(Stored items from a collection)
******************************
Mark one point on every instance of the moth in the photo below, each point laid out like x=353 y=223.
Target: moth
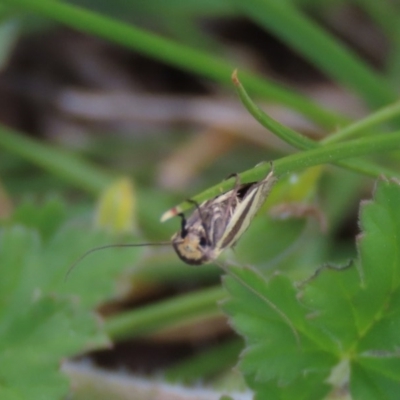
x=215 y=225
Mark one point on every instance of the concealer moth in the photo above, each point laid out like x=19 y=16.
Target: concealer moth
x=215 y=224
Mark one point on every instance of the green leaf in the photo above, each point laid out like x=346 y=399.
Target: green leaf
x=359 y=306
x=280 y=349
x=296 y=341
x=46 y=218
x=34 y=341
x=44 y=318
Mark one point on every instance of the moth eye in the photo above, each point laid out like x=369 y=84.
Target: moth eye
x=203 y=241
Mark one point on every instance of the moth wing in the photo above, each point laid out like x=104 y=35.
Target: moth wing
x=245 y=211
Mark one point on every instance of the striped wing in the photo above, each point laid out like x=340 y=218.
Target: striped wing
x=245 y=212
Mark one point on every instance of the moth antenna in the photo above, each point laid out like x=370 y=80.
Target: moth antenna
x=196 y=204
x=272 y=305
x=108 y=246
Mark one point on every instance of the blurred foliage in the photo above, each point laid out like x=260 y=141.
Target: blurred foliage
x=74 y=184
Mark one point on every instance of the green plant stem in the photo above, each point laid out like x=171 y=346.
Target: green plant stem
x=56 y=161
x=364 y=125
x=302 y=142
x=165 y=314
x=321 y=155
x=207 y=363
x=173 y=53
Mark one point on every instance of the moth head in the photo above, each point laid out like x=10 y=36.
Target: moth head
x=193 y=245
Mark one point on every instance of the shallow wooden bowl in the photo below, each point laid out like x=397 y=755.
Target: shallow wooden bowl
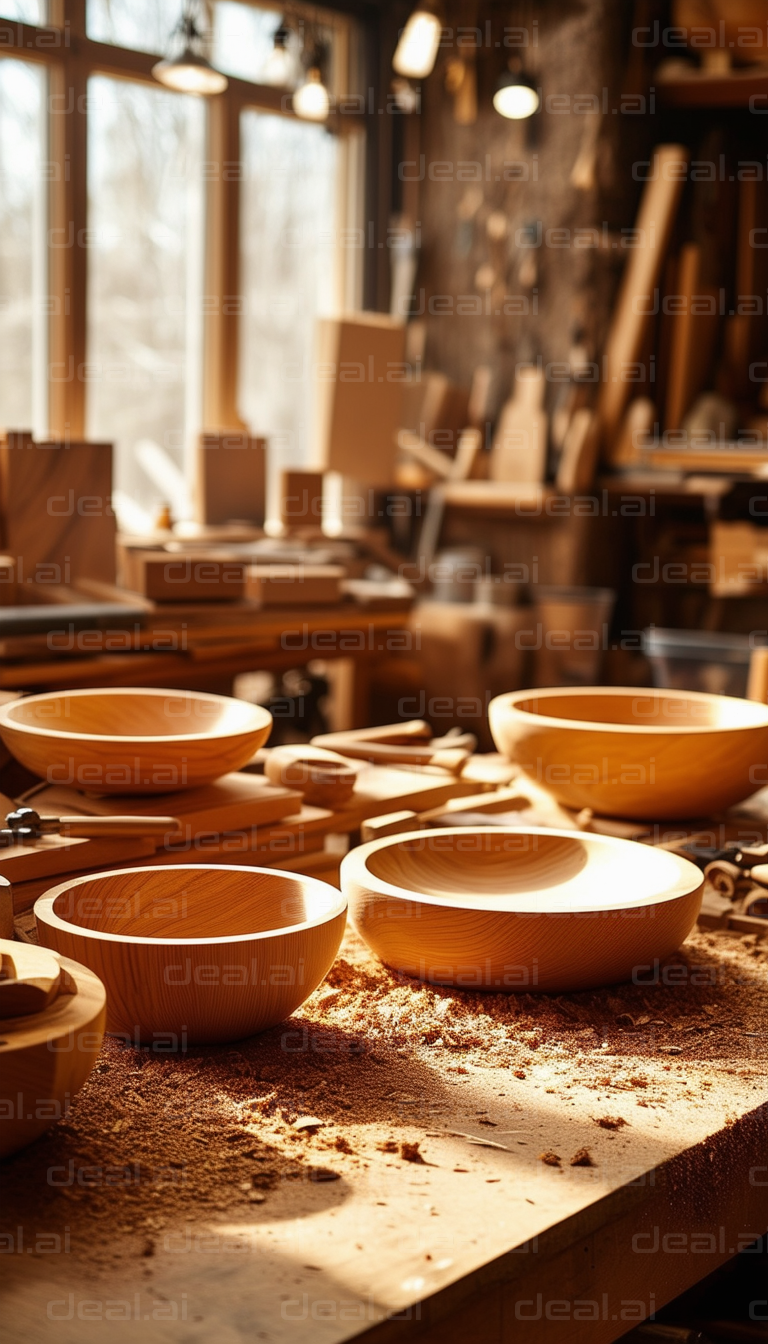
x=46 y=1055
x=503 y=910
x=635 y=753
x=197 y=954
x=132 y=741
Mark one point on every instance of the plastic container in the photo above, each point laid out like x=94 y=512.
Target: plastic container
x=698 y=660
x=572 y=635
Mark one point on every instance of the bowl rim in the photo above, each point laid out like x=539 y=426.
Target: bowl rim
x=45 y=906
x=261 y=718
x=355 y=868
x=510 y=700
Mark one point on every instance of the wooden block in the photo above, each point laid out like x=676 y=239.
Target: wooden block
x=390 y=824
x=642 y=274
x=359 y=376
x=519 y=444
x=7 y=581
x=57 y=507
x=301 y=499
x=236 y=801
x=190 y=575
x=295 y=585
x=576 y=465
x=232 y=477
x=739 y=559
x=694 y=331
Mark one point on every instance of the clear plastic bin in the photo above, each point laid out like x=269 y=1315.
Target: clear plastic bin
x=698 y=660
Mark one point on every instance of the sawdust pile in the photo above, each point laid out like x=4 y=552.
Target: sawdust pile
x=358 y=1074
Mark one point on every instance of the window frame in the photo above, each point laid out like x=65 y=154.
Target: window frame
x=71 y=58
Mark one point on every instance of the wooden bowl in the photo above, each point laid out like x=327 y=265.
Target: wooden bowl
x=502 y=910
x=46 y=1053
x=635 y=753
x=197 y=954
x=132 y=741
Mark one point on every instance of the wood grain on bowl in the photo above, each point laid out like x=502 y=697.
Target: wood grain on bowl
x=197 y=954
x=506 y=910
x=132 y=739
x=635 y=753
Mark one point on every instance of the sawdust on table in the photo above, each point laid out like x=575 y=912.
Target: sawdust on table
x=359 y=1077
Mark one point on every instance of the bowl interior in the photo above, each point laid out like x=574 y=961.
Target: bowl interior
x=644 y=708
x=129 y=714
x=187 y=903
x=537 y=871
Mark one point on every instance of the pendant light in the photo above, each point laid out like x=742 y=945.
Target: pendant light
x=311 y=100
x=190 y=71
x=420 y=40
x=517 y=96
x=279 y=67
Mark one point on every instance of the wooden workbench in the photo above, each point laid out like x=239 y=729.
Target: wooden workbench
x=480 y=1167
x=205 y=645
x=354 y=1238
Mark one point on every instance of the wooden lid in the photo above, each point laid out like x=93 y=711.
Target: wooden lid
x=30 y=979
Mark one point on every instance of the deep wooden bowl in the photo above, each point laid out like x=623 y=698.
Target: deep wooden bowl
x=132 y=741
x=47 y=1055
x=521 y=910
x=635 y=753
x=197 y=954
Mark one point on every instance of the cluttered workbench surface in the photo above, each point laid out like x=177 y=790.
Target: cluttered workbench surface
x=406 y=1160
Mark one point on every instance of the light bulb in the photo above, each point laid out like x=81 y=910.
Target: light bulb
x=417 y=47
x=279 y=67
x=311 y=101
x=190 y=73
x=515 y=98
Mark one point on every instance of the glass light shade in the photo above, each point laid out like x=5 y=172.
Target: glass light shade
x=417 y=47
x=311 y=101
x=515 y=98
x=190 y=73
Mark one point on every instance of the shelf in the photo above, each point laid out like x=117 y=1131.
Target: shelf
x=701 y=89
******************************
Please put every line of the data above into a Markdown table with the columns "Row" and "Data line", numbering the rows and skipping blank lines. Leave the pictures out of the table.

* _TASK OUTPUT_:
| Row | Data line |
|---|---|
| 1 | Mark one point on every instance of the moth in the photo below, each point laid out like x=353 y=223. |
| 2 | Target: moth |
| 3 | x=215 y=225 |
| 4 | Mark one point on every instance of the concealer moth in the photo above, each point laid out like x=19 y=16. |
| 5 | Target: concealer moth |
| 6 | x=215 y=224 |
| 7 | Mark one point on every instance of the green leaf in the photo above, each point laid out like x=346 y=399. |
| 8 | Target: green leaf |
| 9 | x=359 y=306 |
| 10 | x=280 y=349 |
| 11 | x=296 y=341 |
| 12 | x=46 y=218 |
| 13 | x=34 y=341 |
| 14 | x=44 y=318 |
| 15 | Mark one point on every instance of the moth eye in the photo above, each point laid out like x=369 y=84. |
| 16 | Target: moth eye |
| 17 | x=203 y=241 |
| 18 | Mark one point on every instance of the moth wing in the photo above, each point laid out like x=104 y=35. |
| 19 | Target: moth wing |
| 20 | x=245 y=211 |
| 21 | Mark one point on every instance of the striped wing in the photo above, each point laid out like x=340 y=218. |
| 22 | Target: striped wing |
| 23 | x=245 y=212 |
| 24 | Mark one point on every instance of the moth antenna in the photo above, each point laid out like x=370 y=80. |
| 25 | Target: moth antenna |
| 26 | x=196 y=204 |
| 27 | x=272 y=305 |
| 28 | x=108 y=246 |
| 29 | Mark one point on every instance of the blurred foliage in the photo above, each point laid out like x=260 y=141. |
| 30 | Target: blurred foliage |
| 31 | x=74 y=184 |
| 32 | Mark one point on every instance of the green plant stem in the photo above, each point laid out like x=171 y=346. |
| 33 | Target: green plant stem |
| 34 | x=56 y=161 |
| 35 | x=364 y=125 |
| 36 | x=302 y=142 |
| 37 | x=165 y=314 |
| 38 | x=321 y=155 |
| 39 | x=207 y=363 |
| 40 | x=173 y=53 |
| 41 | Mark one point on every instance of the moth head in the photo above, each point laid out like x=10 y=36. |
| 42 | Target: moth head |
| 43 | x=193 y=245 |
| 44 | Mark one point on every instance of the shallow wooden bowl in the photo below, each point laid out like x=397 y=755. |
| 45 | Target: shallow wooden bowl |
| 46 | x=46 y=1055 |
| 47 | x=503 y=910 |
| 48 | x=635 y=753 |
| 49 | x=197 y=954 |
| 50 | x=132 y=741 |
| 51 | Mark one point on every instance of the plastic container in the photo above, each point laid out like x=94 y=512. |
| 52 | Target: plastic container |
| 53 | x=698 y=660 |
| 54 | x=572 y=635 |
| 55 | Mark one point on every instance of the bowl rim in the photo above, each point laid out like x=539 y=426. |
| 56 | Target: bowl rim |
| 57 | x=45 y=906 |
| 58 | x=261 y=718 |
| 59 | x=355 y=868 |
| 60 | x=510 y=700 |
| 61 | Mark one point on every instance of the wooden block in the photo above, each point laid out like x=676 y=239. |
| 62 | Target: wooden block |
| 63 | x=390 y=824 |
| 64 | x=642 y=274 |
| 65 | x=359 y=376 |
| 66 | x=519 y=444 |
| 67 | x=7 y=581 |
| 68 | x=57 y=507 |
| 69 | x=301 y=499 |
| 70 | x=236 y=801 |
| 71 | x=190 y=575 |
| 72 | x=295 y=585 |
| 73 | x=576 y=465 |
| 74 | x=232 y=477 |
| 75 | x=739 y=559 |
| 76 | x=694 y=331 |
| 77 | Mark one point on every instance of the clear plastic bin in the photo above, each point laid out like x=269 y=1315. |
| 78 | Target: clear plastic bin |
| 79 | x=698 y=660 |
| 80 | Mark one point on every instance of the sawdust pile in the photo above, each point laid out like x=4 y=552. |
| 81 | Target: sawdust pile |
| 82 | x=358 y=1074 |
| 83 | Mark one point on every instance of the window frame in the photo above, each point laid out like x=65 y=154. |
| 84 | Target: window frame |
| 85 | x=71 y=58 |
| 86 | Mark one point on every instance of the wooden bowl in the photo above, each point laid out like x=327 y=265. |
| 87 | Target: wooden bowl |
| 88 | x=502 y=910 |
| 89 | x=46 y=1053 |
| 90 | x=635 y=753 |
| 91 | x=197 y=954 |
| 92 | x=132 y=741 |
| 93 | Mark one point on every instance of the wood grain on bowl in the photo above, each point laid out like x=502 y=697. |
| 94 | Target: wood grain on bowl |
| 95 | x=197 y=954 |
| 96 | x=506 y=910 |
| 97 | x=132 y=739 |
| 98 | x=635 y=753 |
| 99 | Mark one point on every instance of the sawdust on table in the photo above, each point laid out like x=575 y=912. |
| 100 | Target: sawdust on table |
| 101 | x=359 y=1077 |
| 102 | Mark one point on every instance of the bowl interior in the photo above, each point laid out like x=574 y=961. |
| 103 | Target: bowl interior |
| 104 | x=644 y=708 |
| 105 | x=129 y=714 |
| 106 | x=187 y=903 |
| 107 | x=537 y=871 |
| 108 | Mark one point on every instance of the pendant light in the photo above, each point laid out like x=742 y=945. |
| 109 | Target: pendant light |
| 110 | x=311 y=100 |
| 111 | x=190 y=71 |
| 112 | x=420 y=40 |
| 113 | x=517 y=96 |
| 114 | x=279 y=67 |
| 115 | Mark one point on every instance of the wooden workbench in the photo above, each point laid out like x=239 y=729. |
| 116 | Target: wooden workbench |
| 117 | x=480 y=1167 |
| 118 | x=205 y=645 |
| 119 | x=354 y=1238 |
| 120 | Mark one point on every instance of the wooden lid in the photo above, each point laid out like x=93 y=711. |
| 121 | Target: wooden lid |
| 122 | x=30 y=979 |
| 123 | Mark one point on every instance of the deep wooden bowl in the photo above, each point laid out like x=623 y=698. |
| 124 | Target: deep wooden bowl |
| 125 | x=132 y=741 |
| 126 | x=47 y=1055 |
| 127 | x=521 y=910 |
| 128 | x=635 y=753 |
| 129 | x=197 y=954 |
| 130 | Mark one point on every instance of the cluttered workbench surface in the photo above, each point laid out like x=177 y=790. |
| 131 | Target: cluttered workbench surface |
| 132 | x=406 y=1160 |
| 133 | Mark one point on every instance of the light bulb in the photo above, each point laid out like x=81 y=910. |
| 134 | Target: light bulb |
| 135 | x=417 y=47 |
| 136 | x=279 y=67 |
| 137 | x=311 y=101 |
| 138 | x=190 y=73 |
| 139 | x=515 y=98 |
| 140 | Mark one point on every instance of the glass light shade in the photo above, each point laid out like x=5 y=172. |
| 141 | Target: glass light shade |
| 142 | x=417 y=47 |
| 143 | x=311 y=101 |
| 144 | x=515 y=98 |
| 145 | x=190 y=73 |
| 146 | Mark one point on every instance of the shelf in the photo above, each point laid out like x=117 y=1131. |
| 147 | Target: shelf |
| 148 | x=701 y=89 |